§ Provided passage
───
Google Analytics Filters That Every Website Should Have

Google analytics is one of the most commonly used web analytics program today. While most of use it how many of us are actually aware of its full potential. This wonderful free analytics platform has got some really good features which if used effectively can provide great insights to marketers and business. Filters in Google Analytics is one such extremely powerful feature. Are you using it ?

Filters in Google analytics is one of the most powerful feature that allows for a lot of customization and manipulation of the data. Filters are applied to the data that is received in a Google Analytics account to manipulate the final data to provide more accurate information. They allow you to include, exclude, search and replace data in addition to the options for creating custom and advanced filters.

In this article we will discuss some of the Filters that you must have, if you are using Google analytics for tracking and website performance.
───
§ Record set
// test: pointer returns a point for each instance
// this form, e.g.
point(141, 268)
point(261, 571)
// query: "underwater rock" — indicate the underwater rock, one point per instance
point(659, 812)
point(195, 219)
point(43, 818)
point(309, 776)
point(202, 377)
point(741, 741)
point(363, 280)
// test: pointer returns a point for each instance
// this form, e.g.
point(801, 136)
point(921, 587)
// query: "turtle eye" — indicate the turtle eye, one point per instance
───
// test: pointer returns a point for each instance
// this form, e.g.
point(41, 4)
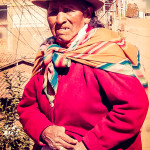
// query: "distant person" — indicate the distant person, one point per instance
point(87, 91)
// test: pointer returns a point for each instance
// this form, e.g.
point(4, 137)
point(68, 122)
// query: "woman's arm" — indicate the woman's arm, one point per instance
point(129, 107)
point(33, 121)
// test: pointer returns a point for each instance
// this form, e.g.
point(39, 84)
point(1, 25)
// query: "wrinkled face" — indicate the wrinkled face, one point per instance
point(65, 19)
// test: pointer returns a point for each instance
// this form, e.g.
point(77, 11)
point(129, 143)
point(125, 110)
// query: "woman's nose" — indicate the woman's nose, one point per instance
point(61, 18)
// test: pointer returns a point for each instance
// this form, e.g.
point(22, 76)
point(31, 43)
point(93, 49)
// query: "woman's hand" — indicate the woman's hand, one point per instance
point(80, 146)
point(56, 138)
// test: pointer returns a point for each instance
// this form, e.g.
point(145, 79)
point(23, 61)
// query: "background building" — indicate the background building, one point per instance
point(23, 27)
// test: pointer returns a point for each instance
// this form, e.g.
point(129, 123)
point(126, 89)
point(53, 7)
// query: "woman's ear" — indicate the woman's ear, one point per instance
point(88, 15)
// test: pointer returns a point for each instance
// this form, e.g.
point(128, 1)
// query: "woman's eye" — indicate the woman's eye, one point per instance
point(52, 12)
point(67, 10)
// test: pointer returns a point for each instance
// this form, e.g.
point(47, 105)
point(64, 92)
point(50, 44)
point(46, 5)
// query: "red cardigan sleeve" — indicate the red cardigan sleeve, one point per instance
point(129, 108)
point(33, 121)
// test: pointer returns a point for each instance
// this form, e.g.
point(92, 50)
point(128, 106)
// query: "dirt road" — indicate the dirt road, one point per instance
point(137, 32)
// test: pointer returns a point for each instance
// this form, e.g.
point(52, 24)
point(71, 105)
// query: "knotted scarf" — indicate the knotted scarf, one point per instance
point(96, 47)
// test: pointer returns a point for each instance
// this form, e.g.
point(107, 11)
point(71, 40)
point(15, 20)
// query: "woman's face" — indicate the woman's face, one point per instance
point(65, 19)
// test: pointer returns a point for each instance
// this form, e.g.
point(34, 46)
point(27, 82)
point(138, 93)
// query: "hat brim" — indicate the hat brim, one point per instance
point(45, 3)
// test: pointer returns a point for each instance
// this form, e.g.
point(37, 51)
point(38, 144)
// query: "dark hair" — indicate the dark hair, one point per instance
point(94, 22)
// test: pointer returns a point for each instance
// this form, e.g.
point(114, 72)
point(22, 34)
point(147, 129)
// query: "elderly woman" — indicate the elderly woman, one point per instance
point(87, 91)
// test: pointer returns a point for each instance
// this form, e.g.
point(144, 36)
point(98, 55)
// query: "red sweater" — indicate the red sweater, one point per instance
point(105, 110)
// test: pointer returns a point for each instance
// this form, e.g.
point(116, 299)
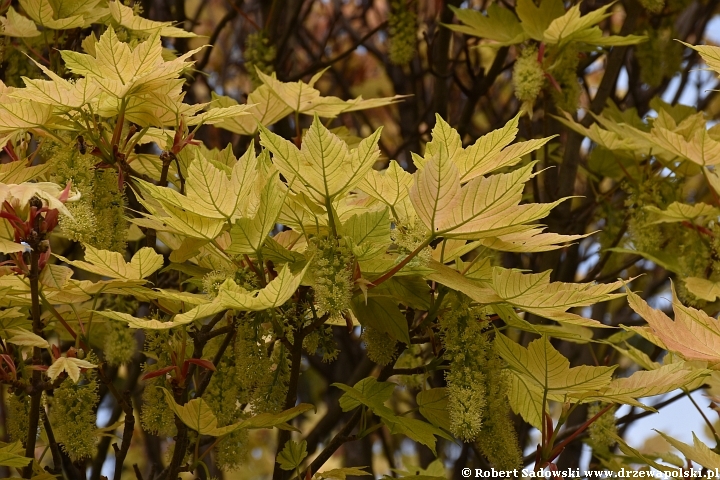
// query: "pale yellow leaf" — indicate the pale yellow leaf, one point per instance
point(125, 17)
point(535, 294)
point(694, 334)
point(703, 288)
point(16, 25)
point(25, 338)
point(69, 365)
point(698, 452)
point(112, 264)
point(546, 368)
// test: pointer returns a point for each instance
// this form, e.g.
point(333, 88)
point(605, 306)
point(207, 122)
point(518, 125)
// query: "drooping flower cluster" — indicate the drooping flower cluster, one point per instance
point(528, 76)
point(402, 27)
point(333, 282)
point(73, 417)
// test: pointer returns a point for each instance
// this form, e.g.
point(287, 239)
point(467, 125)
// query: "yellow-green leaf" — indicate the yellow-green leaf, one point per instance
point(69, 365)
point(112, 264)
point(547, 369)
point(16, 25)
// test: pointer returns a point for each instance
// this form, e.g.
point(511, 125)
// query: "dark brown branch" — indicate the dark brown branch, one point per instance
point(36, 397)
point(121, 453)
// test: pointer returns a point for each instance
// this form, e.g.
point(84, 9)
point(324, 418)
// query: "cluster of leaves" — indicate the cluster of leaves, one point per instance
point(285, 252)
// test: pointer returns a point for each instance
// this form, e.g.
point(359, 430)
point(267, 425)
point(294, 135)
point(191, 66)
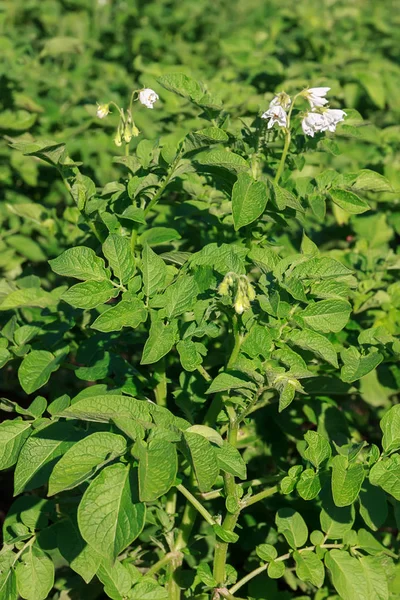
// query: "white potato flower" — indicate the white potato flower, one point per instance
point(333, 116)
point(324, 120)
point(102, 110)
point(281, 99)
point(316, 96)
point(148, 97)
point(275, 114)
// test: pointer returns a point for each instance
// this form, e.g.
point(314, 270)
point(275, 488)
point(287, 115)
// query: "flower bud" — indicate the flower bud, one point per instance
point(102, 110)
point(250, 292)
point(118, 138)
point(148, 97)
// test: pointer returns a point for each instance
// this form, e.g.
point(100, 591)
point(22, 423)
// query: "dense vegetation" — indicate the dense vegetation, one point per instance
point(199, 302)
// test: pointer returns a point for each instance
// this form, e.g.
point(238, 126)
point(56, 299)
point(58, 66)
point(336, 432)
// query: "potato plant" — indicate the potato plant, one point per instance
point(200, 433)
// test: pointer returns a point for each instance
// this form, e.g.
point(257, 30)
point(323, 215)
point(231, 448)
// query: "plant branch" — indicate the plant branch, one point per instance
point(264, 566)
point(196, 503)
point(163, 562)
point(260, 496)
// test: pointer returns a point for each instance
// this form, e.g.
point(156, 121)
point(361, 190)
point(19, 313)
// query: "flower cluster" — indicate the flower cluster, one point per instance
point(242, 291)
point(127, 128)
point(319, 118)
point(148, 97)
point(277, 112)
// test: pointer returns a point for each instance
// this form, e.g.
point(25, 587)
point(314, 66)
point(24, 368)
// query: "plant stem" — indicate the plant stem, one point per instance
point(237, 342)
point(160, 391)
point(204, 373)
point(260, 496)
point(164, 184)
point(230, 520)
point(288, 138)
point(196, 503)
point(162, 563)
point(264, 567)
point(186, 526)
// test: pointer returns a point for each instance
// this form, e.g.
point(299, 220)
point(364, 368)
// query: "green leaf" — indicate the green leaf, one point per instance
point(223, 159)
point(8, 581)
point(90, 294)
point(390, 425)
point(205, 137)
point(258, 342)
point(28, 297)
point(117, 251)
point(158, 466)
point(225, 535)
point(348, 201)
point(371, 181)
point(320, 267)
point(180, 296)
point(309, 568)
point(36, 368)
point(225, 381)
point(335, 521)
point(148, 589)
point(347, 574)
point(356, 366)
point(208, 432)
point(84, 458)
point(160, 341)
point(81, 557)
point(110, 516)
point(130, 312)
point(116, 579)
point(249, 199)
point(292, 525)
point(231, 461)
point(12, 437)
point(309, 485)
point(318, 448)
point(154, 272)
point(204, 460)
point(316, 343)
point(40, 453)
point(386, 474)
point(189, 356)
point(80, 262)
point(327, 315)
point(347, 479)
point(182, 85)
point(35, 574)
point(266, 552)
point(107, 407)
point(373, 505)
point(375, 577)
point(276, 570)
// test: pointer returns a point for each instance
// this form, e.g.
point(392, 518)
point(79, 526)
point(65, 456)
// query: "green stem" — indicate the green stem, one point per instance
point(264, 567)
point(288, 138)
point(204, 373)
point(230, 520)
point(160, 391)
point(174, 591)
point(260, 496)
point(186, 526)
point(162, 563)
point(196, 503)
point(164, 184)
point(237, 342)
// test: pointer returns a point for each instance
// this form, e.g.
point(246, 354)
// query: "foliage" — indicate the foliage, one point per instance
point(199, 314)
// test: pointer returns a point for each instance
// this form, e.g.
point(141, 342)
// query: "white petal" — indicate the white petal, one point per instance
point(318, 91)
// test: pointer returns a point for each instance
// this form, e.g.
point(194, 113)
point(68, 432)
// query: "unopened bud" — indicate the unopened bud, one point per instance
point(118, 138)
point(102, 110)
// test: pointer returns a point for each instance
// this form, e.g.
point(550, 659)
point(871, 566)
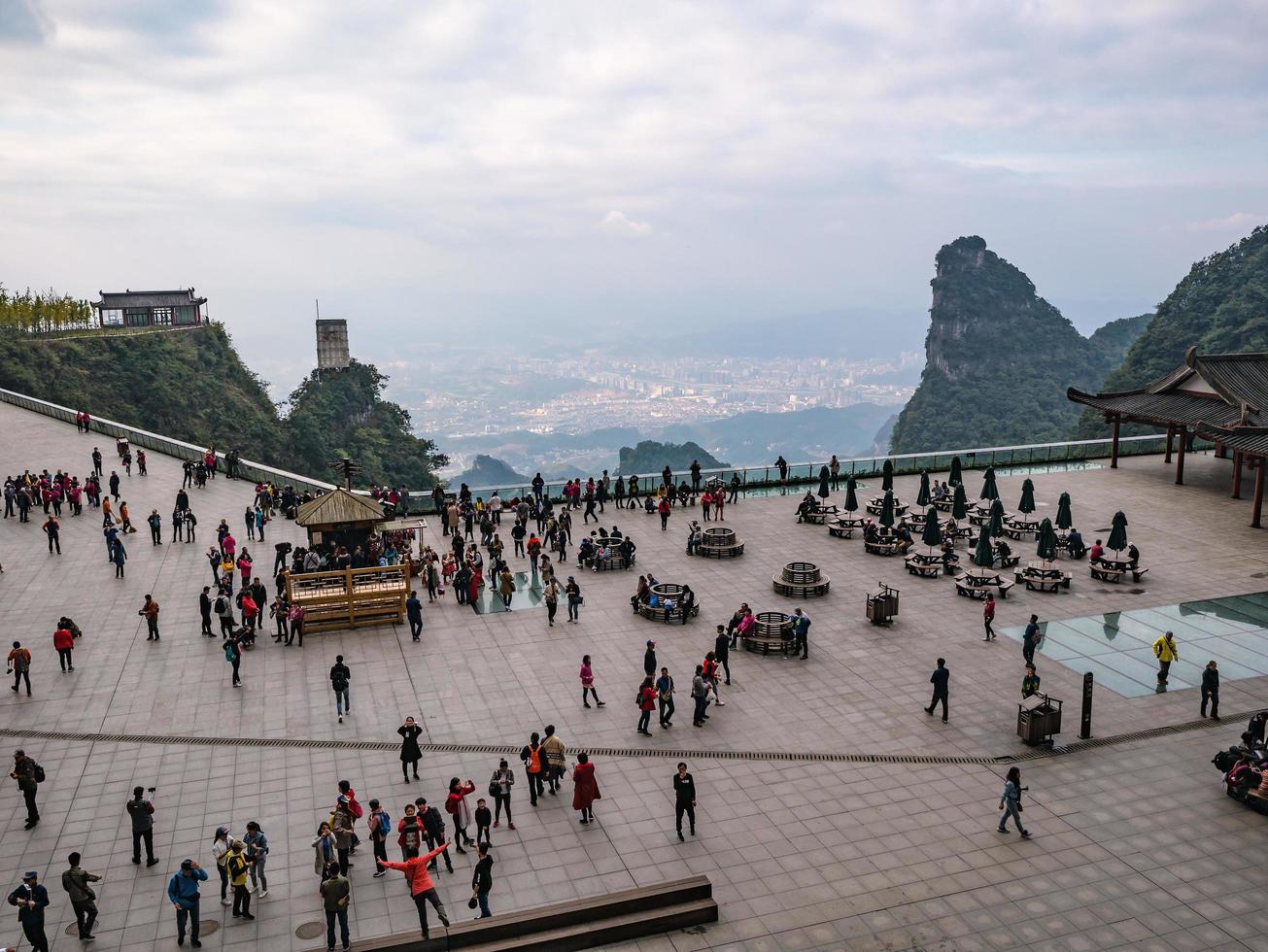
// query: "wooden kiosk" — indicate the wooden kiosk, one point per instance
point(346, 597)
───
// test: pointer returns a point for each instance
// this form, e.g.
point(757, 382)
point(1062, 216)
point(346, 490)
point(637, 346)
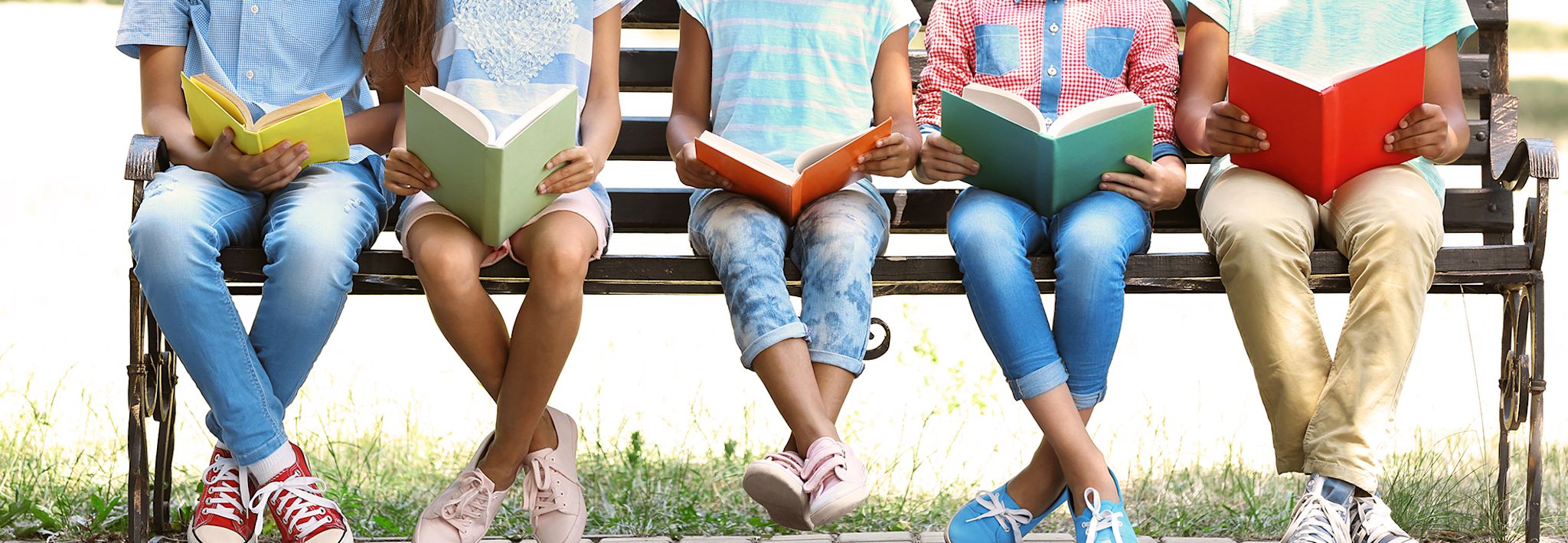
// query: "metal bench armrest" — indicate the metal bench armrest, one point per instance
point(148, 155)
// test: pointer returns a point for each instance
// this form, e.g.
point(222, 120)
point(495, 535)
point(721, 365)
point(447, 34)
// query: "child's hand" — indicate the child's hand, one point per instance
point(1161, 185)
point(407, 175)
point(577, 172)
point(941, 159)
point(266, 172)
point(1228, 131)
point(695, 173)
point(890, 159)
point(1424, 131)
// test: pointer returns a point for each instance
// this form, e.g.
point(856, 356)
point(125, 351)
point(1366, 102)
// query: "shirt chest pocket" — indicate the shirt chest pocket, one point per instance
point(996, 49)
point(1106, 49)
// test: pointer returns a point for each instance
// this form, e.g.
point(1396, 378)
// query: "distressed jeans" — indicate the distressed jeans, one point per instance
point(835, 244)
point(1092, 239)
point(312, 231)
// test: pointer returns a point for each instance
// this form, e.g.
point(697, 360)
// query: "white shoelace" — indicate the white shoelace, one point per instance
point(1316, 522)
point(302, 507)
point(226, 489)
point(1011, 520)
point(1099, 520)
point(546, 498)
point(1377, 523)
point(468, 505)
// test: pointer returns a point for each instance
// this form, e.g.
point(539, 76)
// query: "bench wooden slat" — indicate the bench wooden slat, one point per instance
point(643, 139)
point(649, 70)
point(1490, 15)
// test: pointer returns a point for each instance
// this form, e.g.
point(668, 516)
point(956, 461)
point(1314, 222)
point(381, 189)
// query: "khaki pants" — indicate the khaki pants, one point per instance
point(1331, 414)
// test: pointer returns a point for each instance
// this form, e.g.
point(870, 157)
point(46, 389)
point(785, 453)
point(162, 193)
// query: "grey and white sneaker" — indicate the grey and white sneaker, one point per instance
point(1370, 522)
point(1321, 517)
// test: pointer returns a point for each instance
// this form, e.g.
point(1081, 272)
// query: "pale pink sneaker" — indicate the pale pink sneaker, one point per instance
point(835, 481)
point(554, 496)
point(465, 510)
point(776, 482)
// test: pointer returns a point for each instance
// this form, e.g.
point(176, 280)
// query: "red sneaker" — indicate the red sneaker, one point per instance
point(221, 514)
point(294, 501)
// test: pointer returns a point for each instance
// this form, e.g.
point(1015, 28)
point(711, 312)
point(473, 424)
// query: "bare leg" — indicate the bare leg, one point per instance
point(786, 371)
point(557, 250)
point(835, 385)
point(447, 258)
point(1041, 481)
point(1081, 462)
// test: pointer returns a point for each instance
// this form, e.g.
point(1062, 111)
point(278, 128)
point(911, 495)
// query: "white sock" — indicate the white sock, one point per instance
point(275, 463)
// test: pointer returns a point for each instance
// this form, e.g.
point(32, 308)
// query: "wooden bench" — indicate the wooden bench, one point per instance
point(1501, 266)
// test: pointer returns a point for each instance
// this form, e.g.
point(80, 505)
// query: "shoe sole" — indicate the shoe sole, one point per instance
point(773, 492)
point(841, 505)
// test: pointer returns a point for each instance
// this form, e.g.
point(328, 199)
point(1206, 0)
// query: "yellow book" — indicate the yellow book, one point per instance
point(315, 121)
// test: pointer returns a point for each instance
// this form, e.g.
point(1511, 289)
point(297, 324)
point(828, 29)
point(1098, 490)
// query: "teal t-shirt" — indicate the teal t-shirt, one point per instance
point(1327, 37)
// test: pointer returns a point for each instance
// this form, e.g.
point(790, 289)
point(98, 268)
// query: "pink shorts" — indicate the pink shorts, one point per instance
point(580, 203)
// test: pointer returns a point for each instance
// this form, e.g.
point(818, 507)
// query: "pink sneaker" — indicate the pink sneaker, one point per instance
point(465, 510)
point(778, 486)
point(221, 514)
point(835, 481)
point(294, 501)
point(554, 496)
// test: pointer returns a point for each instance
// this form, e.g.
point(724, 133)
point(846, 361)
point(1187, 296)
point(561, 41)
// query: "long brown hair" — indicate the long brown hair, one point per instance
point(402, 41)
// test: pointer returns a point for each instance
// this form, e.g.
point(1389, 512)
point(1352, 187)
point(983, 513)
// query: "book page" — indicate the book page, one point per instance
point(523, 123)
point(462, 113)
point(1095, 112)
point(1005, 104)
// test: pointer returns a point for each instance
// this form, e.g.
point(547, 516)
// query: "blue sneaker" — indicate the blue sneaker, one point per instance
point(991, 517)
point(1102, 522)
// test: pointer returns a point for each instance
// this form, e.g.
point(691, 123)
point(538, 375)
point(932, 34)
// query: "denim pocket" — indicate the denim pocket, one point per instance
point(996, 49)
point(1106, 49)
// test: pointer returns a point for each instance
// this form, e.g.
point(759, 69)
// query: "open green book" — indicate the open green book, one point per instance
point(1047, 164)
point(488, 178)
───
§ Jobs
• 1. Name every operation on data that the Google Analytics filters article says filters let you perform, apart from creating custom and advanced filters.
• 2. Write the next part of the Google Analytics filters article, picking up after its final sentence.
The records have no connection to the article on Google Analytics filters.

§ Task responses
• 1. Include, exclude, and search and replace.

• 2.
How to Create a Filter in Google Analytics
You can access the Filters from your Profile Settings page in Google Analytics. Just click “Add Filter” to add a new filter to a profile.

RegEx in Google Analytics
RegEx or Regular Expressions are extremely important when it comes to creating these filters. Regular expressions are special characters that match or capture portions of a field, as well as the rules that govern all characters. You can read in details about the RegEx used in Google Analytics here .

Google Analytics Filter to Exclude Internal Traffic

Every website gets a fair share of internal traffic that is visits by webmasters, marketers and other members of the team who are part of the same business. It is important to exclude this traffic from your analytics data as otherwise you would have an inflated traffic count.

Google analytics provides a predefined filter for this, after you have clicked on the “Add Filter” on Profile Settings page it would take you to the “Create New Filter” page. On that page..

  1. Name for your Filter
  2. Select “Predefined Filter” from the radio buttons
  3. Under Filter Type, select “Exclude” in the First drop down box, “traffic from the IP addresses” in the second drop down and “that are equal to” in the third dropdown.
  4. A box would appear below, where you need to put your / your client’s IP address that you want to exclude
  5. Save Changes and you are done .

Filter to Exclude Multiple IP addresses or a Range of IP Address ?

This is a very likely situation when your client has multiple offices in different locations and Google Analytics provides a solution for that as well. In such cases, we will have to use a “Custom Filter”.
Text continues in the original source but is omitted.